**TEXTO PARA ANALIZAR**.

########################################

La noticia de que República Dominicana es uno de los países con mayor crecimiento económico, con un aumento acumulado del 5.1 % en el período enero-septiembre, según datos del Banco Central, no llega a Fundo Viejo. Y si llegara, poco importaría.

Ese crecimiento, reconocido incluso por organismos internacionales, no alcanza para construir un puente que conecte a los residentes de ese aislado y singular pueblito con la tan cacareada modernidad, ni para una escuela digna.

Tampoco rinden los fondos del 4 % del PIB que República Dominicana destina anualmente a la educación. Entre 2013 y 2023, el 59.19 % de ese presupuesto (más de un billón de pesos en 10 años) se destinó al pago de remuneraciones y contribuciones sociales para empleados, mientras que apenas el 5.91 % (unos 104 mil millones de pesos) fue utilizado para construir planteles escolares.

Fundo Viejo no es un lugar ampliamente conocido ni destacado a nivel nacional. Es uno de esos parajes que muy pocas personas identifican por su nombre y que solo unos cuantos se atreven a visitar.

Pero hay quienes se atreven, y quienes recuerdan que ese crecimiento económico que tanto se celebra a menudo se queda en el papel… si acaso.

Vianco Martínez, cronista apasionado y curtido en el quehacer periodístico, nos lo recuerda de manera sencilla, pero contundente —como solo él sabe hacerlo—: nuestro país padece la más rampante inequidad. Lo hizo primero en agosto de 2016, cuando narró que la comunidad llevaba “38 años dando lástima por una escuela”. Ahora, en diciembre de 2024, nos confirma que esa espera se acerca, tristemente, a los 50 años.

Aquel rincón del distrito municipal Las Lagunas, en Padre Las Casas, parece abandonado de la mano de Dios, sin que autoridad alguna se interese. Quizás las 95 almas que lo habitan no representen votos suficientes para generar vientos de cambio y, por ende, poco importan a quienes cada cuatro años buscan ocupar un escaño, el cabildo o incluso la Presidencia de la República. Pero sí importan. Y sí cuentan.

########################################

**DATOS MOSTRADOS**.
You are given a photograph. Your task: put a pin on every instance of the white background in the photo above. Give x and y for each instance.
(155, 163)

########################################

**COMPLETA LO SIGUIENTE**.
A - Pasa a una lista breve el párrafo del texto sobre Fundo Viejo que empieza con "Tampoco rinden los fondos". Conserva sus datos principales.
B - Resume en dos oraciones el texto sobre Fundo Viejo.
C - Sigue escribiendo el texto sobre Fundo Viejo a partir de su último párrafo.

**RESPUESTAS POR TAREA**.
A -
- Los fondos del 4 % del PIB que República Dominicana destina cada año a la educación tampoco alcanzan.
- Entre 2013 y 2023, el 59.19 % de ese presupuesto se fue en remuneraciones y contribuciones sociales para empleados. Eso suma más de un billón de pesos en 10 años.
- Solo el 5.91 % se usó para construir planteles escolares, unos 104 mil millones de pesos.

B - Aunque República Dominicana tuvo un crecimiento económico acumulado del 5.1 % entre enero y septiembre, ese avance no alcanza para darle un puente ni una escuela digna a Fundo Viejo, un paraje poco conocido del distrito municipal Las Lagunas, en Padre Las Casas. Según el cronista Vianco Martínez, la comunidad, de 95 habitantes, lleva casi 50 años esperando una escuela, sin que ninguna autoridad se interese.

C -
El amigo Vianco dibuja con sus letras un retrato que duele: Jeurys y Talía, dos hermanitos que diariamente enfrentan el calvario de caminar varios kilómetros, loma arriba y loma abajo, desde Fundo Viejo, donde viven, hasta El Gramazo, la comunidad donde está la escuela más cercana.

“Tienen que cruzar este río —el Río Grande—, enfrentar la soledad y los peligros del camino, y exponerse a las inclemencias del tiempo, todo para llegar a clases”, nos cuenta Vianco. Pero no son solo ellos. Más de una veintena de comunidades sufren la misma enfermedad: pobreza y abandono. Solo hay diez escuelas en toda la zona. Ante la ausencia del Estado, los padres construyeron un puente improvisado con palos y sogas, para que sus hijos pudieran cruzar y también sacar sus cosechas.

Frágil desde su nacimiento, el puente muere cada vez que las lluvias hacen crecer el río, dejando nuevamente a la comunidad completamente aislada.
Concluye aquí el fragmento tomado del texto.